• GIVEN RECORDS:
::::
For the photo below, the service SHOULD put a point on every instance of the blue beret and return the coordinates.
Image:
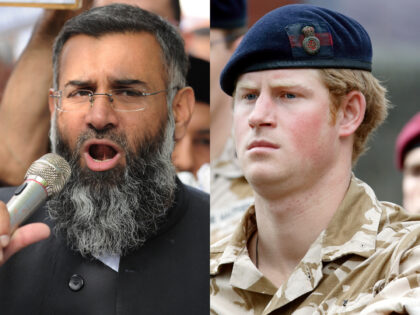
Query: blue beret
(228, 14)
(299, 36)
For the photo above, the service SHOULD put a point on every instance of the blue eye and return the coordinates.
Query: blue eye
(250, 97)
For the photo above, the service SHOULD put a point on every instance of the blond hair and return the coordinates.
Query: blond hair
(340, 82)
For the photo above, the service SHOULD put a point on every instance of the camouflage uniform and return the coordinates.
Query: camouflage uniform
(367, 261)
(230, 194)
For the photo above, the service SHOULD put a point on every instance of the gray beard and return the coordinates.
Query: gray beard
(115, 211)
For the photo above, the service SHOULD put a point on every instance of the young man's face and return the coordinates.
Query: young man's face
(411, 181)
(283, 128)
(101, 64)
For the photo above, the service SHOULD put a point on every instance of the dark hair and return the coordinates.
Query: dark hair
(122, 18)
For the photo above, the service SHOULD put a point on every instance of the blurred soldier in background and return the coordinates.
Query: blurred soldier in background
(230, 193)
(191, 155)
(408, 161)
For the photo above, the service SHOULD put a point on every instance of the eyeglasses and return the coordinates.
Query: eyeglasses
(122, 100)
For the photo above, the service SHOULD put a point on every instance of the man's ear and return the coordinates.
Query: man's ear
(183, 106)
(352, 112)
(51, 102)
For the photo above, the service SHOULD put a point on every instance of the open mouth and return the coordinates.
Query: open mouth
(102, 152)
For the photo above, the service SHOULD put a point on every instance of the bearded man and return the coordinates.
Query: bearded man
(127, 237)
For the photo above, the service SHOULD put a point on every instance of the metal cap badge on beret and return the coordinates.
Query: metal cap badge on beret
(299, 36)
(408, 139)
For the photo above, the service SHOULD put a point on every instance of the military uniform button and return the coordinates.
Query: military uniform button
(76, 283)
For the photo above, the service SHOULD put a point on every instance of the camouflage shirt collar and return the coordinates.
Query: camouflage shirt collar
(349, 232)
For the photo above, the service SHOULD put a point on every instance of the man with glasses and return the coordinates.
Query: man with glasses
(128, 237)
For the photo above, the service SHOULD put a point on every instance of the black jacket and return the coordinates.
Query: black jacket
(168, 275)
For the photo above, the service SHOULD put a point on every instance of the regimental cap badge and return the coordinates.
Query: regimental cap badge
(310, 43)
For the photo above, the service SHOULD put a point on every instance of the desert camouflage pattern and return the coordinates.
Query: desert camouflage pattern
(230, 194)
(367, 261)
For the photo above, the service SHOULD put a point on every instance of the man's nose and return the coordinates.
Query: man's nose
(100, 114)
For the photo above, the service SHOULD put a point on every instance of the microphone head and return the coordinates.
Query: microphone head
(52, 171)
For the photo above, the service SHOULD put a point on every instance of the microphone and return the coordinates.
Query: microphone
(44, 178)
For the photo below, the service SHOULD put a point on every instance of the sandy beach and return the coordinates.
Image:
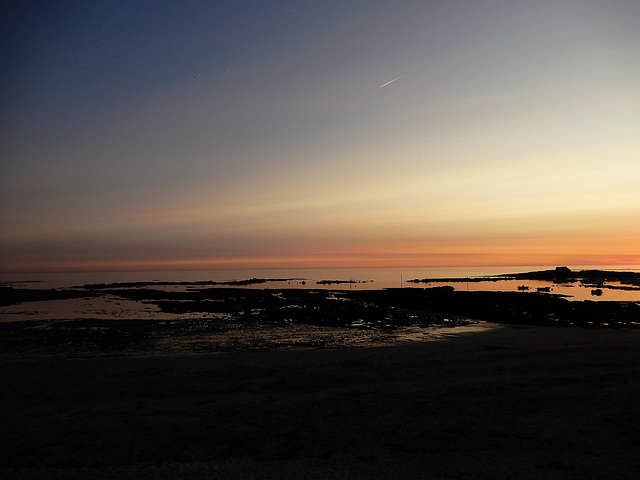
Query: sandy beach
(512, 402)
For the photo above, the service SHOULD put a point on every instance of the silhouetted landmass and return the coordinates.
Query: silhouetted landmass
(557, 275)
(12, 296)
(339, 282)
(384, 308)
(249, 281)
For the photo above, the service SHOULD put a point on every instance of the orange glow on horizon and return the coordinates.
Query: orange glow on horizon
(399, 260)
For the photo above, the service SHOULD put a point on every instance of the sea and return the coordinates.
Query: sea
(336, 279)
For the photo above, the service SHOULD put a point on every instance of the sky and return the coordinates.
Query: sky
(142, 135)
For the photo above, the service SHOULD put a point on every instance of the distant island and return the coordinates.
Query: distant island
(630, 280)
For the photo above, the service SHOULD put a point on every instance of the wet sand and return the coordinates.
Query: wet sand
(515, 402)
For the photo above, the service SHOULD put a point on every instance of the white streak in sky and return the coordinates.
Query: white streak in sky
(391, 81)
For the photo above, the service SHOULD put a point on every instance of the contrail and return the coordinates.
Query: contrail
(391, 81)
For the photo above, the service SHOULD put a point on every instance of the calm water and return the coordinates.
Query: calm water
(112, 307)
(367, 278)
::::
• TASK OBJECTIVE: Everything in the entries must be written out exactly; the pictures stay out.

• TASK RESULT:
For the photo below, the service SHOULD put a point on every instance of the blue beret and return the coordinates.
Image:
Query: blue beret
(228, 14)
(299, 36)
For the photo above, the service SHOULD put a point on every instance of the blue eye and return the coordinates.
Query: blue eye
(250, 97)
For the photo above, the service SHOULD put a point on every instance of the blond hair and return the coordinates.
Query: blond hair
(340, 82)
For the photo above, the service SHOULD put a point on every instance of the camouflage uniform and return the coordinates.
Query: camouflage uniform
(367, 261)
(230, 194)
For the photo above, the service SHOULD put a point on every instance of the gray beard and return the coordinates.
Query: gray beard
(115, 211)
For the photo above, the service SHOULD put a point on every instance of the young man's face and return the coordinates.
Query: young man's face
(411, 181)
(283, 128)
(101, 64)
For the photo above, the service SHOULD put a point on every instance of the dark hair and return the coordinates.
Query: dark hair
(122, 18)
For the photo above, the service SHOULD put a point on every instance of the blurred soldier in background and return the coordinates.
Query: blurred soldier in background
(230, 193)
(191, 155)
(408, 161)
For the photo above, the service SHOULD put a point on every instance of the eyeglasses and return the coordinates.
Query: eyeglasses
(122, 100)
For the photo above, the service SHOULD put a point on every instance of the man's ear and return the coordinates.
Query: man's ear
(183, 106)
(352, 112)
(51, 102)
For the photo above, the service SHOULD put a point on every instance of the open mouth and return the coordinates.
Query: open mouth
(102, 152)
For the photo above, the service SHOULD put a point on every instance of the bearded man and return the coordinates.
Query: bearded man
(127, 237)
For the photo above, the service SHOULD put a point on every instance of the metal cap badge on beret and return the coordinates.
Query: metal cap badge on beret
(299, 36)
(408, 139)
For the photo above, the service SHOULD put a point on every instance of the military uniform button and return the coordinates.
Query: military uniform button
(76, 283)
For the photo above, the service SHOULD put a point on every instance of the camouflage shirt collar and return the coordinates.
Query: camouflage shirt collar
(349, 232)
For the photo above, the service SHOULD put a point on every instance of the man with glasses and return the coordinates.
Query: man with glasses
(128, 237)
For the photo above, the service SHOULD put a point on every instance of the black jacket and return the coordinates.
Query: black jacket
(168, 275)
For the photo above, the service SHOULD put a point on every instance of the regimental cap badge and return the coordinates.
Query: regimental cap badge
(310, 43)
For the photo above, the service SHOULD put a point on every instance of the desert camouflage pattern and return the coordinates.
Query: desert camouflage pattern
(230, 194)
(367, 261)
For the photo above, the service SHOULD put a point on every instance of the man's nose and return the coordinates.
Query: man's nose
(100, 114)
For the photo above, the service SHOULD put a point on every instance of the microphone head and return the coordinates.
Query: microphone head
(52, 171)
For the photo above, the service SHOULD put a point on every instance of the microphone and return the coordinates.
Query: microphone
(44, 178)
For the photo below, the service SHOULD put a point on every instance of the sandy beach and return the coordinates.
Image:
Query: sandy beach
(512, 402)
For the photo above, the service SHOULD put a point on every instance of the silhouetted landmass and return the coordinates.
Query: silhouetted landmass
(557, 275)
(12, 296)
(339, 282)
(384, 308)
(249, 281)
For the photo above, the service SHOULD put a point on every instance of the orange glow on horizon and return the coordinates.
Query: orange glow on horizon
(399, 260)
For the photo above, the service SHOULD put a point on every instance of the sea and return the coordinates.
Query: sea
(336, 279)
For the photo above, the service SHOULD put a point on every instance of the sky and return the coordinates.
Query: sky
(142, 135)
For the photo above, the service SHOULD put a point on every instance of the distant island and return the coordinates.
Query: distant island
(630, 280)
For the photo above, the service SHOULD put a point on every instance of the wet sand and return the coordinates.
Query: wet sand
(515, 402)
For the photo above, the service SHOULD put a point on every instance of the white streak in sky and return the coordinates.
Query: white streak in sky
(391, 81)
For the photo above, the service SHOULD put a point on every instance of the contrail and return the coordinates.
Query: contrail
(391, 81)
For the photo above, the service SHOULD put a point on every instance of the calm water and return the coordinates.
Query: calm water
(112, 307)
(367, 278)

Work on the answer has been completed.